**Challenge 1**
How many lines in the records below contain the string "hexagon", with case counting? Reply with the number alone.

**Reading text**
Federal Government Wrestles With Crowdsourcing Problems

Posted by Mitch Wagner on September 22, 2009 01:06 PM in Information Week

The problem with letting everybody contribute ideas to an open forum is that everybody does. White House-led open government initiatives are learning that lesson, as forums set up to let American citizens contribute suggestions for government actions are being hijacked by potheads, conspiracy theorists, and anti-Scientologists.

The White House turned to crowdsourcing as a means of achieving a Utopian ideal of direct democracy, using the Internet to allow citizens to participate in every government decision. But the initiative is in trouble, as idealism crashes up against reality, the New York Time reports.

The Times draws a parallel between the open government initiatives and a gnomic utterance made by candidate Obama made in 2008. Responding to people who viewed him as a messianic figure, Obama said, “We are the ones we’ve been waiting for.”

**Stored data**
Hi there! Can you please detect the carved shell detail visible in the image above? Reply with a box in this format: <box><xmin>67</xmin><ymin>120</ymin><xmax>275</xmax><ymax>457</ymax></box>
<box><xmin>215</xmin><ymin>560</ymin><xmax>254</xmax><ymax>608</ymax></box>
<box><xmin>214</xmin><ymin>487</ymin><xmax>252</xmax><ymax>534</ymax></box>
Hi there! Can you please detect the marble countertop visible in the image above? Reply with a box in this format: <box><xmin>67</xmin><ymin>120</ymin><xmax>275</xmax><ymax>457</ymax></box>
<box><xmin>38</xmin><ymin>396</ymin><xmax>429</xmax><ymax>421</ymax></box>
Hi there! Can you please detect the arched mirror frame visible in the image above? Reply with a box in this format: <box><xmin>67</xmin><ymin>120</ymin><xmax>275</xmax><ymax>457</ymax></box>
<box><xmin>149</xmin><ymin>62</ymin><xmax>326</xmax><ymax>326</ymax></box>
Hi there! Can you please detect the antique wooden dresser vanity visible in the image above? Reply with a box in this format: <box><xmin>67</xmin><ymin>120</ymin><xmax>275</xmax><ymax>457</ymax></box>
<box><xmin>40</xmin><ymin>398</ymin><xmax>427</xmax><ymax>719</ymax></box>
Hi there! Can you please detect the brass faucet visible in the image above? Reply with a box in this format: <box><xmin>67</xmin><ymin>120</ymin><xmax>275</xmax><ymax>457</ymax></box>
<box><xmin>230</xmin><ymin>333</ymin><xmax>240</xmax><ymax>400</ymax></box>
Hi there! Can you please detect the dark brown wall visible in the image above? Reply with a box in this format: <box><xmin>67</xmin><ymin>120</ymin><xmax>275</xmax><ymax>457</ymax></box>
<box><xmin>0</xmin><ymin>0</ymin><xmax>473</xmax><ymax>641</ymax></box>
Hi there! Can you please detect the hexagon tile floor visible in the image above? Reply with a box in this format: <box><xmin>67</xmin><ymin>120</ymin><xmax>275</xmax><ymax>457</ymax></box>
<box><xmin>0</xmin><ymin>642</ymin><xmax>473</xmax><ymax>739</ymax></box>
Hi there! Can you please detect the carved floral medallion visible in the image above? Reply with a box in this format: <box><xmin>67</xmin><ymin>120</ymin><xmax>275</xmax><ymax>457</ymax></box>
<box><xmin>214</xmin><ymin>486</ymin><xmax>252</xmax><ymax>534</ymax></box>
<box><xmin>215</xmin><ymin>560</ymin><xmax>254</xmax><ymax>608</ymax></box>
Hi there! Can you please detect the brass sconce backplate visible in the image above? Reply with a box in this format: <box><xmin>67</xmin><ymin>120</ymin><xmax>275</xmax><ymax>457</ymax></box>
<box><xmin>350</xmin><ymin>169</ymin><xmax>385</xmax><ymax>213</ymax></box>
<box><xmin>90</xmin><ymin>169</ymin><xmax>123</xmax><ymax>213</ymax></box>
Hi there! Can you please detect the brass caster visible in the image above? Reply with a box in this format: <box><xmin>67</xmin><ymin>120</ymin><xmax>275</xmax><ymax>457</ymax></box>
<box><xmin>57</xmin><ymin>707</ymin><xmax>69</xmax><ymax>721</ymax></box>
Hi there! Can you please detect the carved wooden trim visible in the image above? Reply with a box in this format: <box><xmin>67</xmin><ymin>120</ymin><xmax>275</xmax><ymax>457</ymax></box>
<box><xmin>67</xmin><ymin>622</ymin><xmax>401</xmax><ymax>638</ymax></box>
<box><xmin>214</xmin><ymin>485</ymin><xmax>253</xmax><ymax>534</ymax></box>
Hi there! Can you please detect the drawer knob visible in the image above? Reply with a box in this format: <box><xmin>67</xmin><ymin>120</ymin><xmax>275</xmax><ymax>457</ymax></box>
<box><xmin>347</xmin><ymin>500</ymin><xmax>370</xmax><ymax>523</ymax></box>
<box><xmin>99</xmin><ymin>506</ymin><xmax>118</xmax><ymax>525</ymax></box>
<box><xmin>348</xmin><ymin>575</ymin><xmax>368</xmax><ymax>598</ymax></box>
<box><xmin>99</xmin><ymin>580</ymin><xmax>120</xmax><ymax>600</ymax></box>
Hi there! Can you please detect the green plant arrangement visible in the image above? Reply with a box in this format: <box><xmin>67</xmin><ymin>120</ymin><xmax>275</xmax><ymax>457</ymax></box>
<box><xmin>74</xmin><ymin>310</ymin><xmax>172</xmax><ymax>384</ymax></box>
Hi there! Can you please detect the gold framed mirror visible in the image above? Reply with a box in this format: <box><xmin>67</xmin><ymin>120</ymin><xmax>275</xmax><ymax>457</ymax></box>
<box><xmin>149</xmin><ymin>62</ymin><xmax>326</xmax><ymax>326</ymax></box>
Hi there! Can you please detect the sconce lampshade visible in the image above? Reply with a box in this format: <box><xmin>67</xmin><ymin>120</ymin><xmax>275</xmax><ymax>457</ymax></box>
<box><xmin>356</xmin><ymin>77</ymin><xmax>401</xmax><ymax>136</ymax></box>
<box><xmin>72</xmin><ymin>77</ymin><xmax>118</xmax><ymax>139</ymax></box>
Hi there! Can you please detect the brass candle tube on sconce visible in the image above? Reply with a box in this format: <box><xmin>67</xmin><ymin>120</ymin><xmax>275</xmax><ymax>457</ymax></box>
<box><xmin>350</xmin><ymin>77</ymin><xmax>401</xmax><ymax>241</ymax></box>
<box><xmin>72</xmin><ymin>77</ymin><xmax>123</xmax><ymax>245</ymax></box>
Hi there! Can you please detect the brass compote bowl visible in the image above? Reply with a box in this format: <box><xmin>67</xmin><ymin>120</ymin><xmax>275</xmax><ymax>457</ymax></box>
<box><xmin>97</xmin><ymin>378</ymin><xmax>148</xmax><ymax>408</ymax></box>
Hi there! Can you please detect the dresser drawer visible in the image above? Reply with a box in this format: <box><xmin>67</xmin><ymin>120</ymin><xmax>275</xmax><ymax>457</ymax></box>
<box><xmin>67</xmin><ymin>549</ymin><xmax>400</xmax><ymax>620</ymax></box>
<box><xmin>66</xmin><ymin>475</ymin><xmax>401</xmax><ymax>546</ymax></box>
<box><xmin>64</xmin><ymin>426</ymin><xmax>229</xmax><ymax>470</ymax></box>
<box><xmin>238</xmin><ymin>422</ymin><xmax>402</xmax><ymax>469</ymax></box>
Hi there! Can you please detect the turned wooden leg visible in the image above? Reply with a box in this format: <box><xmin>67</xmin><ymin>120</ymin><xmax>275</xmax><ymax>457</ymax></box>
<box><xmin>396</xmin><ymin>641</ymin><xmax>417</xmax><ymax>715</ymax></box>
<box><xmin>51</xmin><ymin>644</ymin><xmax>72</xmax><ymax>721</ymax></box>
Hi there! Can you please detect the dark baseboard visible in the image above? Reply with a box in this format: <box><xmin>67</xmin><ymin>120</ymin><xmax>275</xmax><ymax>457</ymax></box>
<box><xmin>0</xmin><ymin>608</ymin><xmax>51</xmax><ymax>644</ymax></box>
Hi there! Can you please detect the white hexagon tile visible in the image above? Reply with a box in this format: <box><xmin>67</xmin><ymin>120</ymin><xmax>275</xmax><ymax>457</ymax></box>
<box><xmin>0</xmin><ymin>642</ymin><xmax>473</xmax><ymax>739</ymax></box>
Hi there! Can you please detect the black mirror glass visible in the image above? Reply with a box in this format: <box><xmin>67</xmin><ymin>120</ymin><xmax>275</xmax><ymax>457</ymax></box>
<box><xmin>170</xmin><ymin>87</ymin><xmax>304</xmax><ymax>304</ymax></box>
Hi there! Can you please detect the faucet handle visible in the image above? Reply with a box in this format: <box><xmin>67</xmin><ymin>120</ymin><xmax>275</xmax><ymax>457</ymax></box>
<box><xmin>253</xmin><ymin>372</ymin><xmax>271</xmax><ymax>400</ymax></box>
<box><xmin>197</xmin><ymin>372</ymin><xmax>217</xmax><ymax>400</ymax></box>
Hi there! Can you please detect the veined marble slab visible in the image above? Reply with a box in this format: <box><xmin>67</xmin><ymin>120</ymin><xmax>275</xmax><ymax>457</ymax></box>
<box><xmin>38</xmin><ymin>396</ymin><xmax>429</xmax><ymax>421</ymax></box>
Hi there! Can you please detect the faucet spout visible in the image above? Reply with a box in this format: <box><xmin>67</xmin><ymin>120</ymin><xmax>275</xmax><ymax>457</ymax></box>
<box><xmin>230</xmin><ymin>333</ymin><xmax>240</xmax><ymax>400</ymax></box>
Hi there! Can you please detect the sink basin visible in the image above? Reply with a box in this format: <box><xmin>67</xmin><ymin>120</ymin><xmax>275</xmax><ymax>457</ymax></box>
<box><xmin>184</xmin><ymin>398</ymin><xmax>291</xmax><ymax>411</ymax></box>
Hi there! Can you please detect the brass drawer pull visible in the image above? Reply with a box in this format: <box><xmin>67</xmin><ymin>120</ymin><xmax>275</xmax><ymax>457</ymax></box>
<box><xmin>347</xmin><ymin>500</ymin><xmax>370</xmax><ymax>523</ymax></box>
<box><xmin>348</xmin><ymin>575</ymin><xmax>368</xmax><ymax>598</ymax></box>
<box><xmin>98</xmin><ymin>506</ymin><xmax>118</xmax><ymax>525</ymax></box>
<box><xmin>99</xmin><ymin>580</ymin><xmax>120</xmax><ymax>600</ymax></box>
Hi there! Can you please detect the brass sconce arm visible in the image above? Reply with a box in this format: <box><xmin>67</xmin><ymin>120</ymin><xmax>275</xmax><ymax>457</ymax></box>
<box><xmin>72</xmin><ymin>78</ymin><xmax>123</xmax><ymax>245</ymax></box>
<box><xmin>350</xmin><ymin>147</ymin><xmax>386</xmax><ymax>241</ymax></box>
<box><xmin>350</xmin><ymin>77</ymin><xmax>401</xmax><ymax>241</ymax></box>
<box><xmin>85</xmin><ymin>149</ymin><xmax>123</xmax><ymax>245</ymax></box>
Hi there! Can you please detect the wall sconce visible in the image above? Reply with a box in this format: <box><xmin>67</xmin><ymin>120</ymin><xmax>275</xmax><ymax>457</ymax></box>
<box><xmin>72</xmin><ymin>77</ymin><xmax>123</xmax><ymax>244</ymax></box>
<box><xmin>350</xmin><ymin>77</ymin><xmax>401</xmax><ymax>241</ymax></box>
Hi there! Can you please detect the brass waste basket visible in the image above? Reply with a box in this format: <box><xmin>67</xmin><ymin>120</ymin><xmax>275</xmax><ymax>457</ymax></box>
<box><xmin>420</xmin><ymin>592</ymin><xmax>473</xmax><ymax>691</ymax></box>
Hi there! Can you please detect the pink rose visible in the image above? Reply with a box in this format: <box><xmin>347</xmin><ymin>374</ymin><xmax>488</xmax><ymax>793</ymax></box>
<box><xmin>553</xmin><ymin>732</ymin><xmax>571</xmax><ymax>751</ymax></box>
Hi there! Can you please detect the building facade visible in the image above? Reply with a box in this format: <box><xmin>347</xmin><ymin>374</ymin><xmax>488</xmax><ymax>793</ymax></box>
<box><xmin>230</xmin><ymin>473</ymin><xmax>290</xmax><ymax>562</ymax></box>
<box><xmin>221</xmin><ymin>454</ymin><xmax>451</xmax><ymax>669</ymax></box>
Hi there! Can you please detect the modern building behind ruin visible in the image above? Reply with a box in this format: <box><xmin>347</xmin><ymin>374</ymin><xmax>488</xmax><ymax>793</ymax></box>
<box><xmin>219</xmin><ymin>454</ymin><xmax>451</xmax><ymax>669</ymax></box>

**Challenge 2**
Can you reproduce the whole article above on the federal government's crowdsourcing problems, word for word?

**Exercise output 1**
2

**Exercise output 2**
Federal Government Wrestles With Crowdsourcing Problems

Posted by Mitch Wagner on September 22, 2009 01:06 PM in Information Week

The problem with letting everybody contribute ideas to an open forum is that everybody does. White House-led open government initiatives are learning that lesson, as forums set up to let American citizens contribute suggestions for government actions are being hijacked by potheads, conspiracy theorists, and anti-Scientologists.

The White House turned to crowdsourcing as a means of achieving a Utopian ideal of direct democracy, using the Internet to allow citizens to participate in every government decision. But the initiative is in trouble, as idealism crashes up against reality, the New York Time reports.

The Times draws a parallel between the open government initiatives and a gnomic utterance made by candidate Obama made in 2008. Responding to people who viewed him as a messianic figure, Obama said, “We are the ones we’ve been waiting for.”